Task instructions
Extract each line in the entries below that contains the string "jersey", and copy those lines unchanged.

Collected data entries
»»

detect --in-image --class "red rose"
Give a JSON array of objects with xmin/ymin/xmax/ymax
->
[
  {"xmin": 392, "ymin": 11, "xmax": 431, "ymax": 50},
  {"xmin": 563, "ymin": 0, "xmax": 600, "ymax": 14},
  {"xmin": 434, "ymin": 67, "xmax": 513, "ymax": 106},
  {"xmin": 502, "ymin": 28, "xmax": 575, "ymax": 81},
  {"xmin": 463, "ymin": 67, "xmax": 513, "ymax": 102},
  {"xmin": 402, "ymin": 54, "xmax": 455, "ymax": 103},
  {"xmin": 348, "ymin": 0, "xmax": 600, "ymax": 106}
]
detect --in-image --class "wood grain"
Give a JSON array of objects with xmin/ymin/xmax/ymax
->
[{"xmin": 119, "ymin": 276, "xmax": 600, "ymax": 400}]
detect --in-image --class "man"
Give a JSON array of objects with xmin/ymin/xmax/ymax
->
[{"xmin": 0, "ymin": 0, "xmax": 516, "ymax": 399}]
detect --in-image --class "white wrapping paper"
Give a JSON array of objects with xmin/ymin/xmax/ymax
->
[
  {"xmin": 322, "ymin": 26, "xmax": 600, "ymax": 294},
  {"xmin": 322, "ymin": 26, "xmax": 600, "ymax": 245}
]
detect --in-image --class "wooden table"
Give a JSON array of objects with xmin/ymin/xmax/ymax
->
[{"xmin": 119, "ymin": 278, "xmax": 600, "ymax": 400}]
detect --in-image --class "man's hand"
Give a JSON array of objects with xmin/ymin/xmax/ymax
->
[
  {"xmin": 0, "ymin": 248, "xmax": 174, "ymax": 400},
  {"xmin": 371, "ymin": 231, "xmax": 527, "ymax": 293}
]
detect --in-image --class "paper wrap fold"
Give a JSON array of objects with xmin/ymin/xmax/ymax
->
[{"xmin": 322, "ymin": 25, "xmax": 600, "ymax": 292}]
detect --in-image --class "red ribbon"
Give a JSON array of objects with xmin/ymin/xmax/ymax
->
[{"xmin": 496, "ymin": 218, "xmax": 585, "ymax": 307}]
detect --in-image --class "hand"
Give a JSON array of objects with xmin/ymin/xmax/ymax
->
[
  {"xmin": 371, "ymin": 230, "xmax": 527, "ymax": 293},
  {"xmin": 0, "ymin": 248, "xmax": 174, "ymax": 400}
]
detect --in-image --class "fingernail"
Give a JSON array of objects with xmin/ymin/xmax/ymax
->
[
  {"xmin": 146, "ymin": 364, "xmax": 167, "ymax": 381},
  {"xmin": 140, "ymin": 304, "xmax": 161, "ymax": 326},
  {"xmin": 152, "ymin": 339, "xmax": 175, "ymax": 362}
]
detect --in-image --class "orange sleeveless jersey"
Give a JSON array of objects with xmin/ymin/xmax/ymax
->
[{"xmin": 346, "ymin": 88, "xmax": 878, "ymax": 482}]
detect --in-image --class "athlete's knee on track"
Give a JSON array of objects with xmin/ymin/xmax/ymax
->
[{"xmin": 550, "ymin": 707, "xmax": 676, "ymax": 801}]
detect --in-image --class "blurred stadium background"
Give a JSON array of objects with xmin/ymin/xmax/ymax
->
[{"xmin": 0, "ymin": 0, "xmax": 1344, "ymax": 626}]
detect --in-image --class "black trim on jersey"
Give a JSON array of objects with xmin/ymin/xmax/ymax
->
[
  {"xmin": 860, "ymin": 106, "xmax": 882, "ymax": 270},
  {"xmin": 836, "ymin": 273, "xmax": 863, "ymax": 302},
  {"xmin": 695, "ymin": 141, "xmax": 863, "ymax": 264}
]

««

Expected output
detect --in-image --class "orange sleeveless jersey"
detect --in-image --class "black trim on jersey"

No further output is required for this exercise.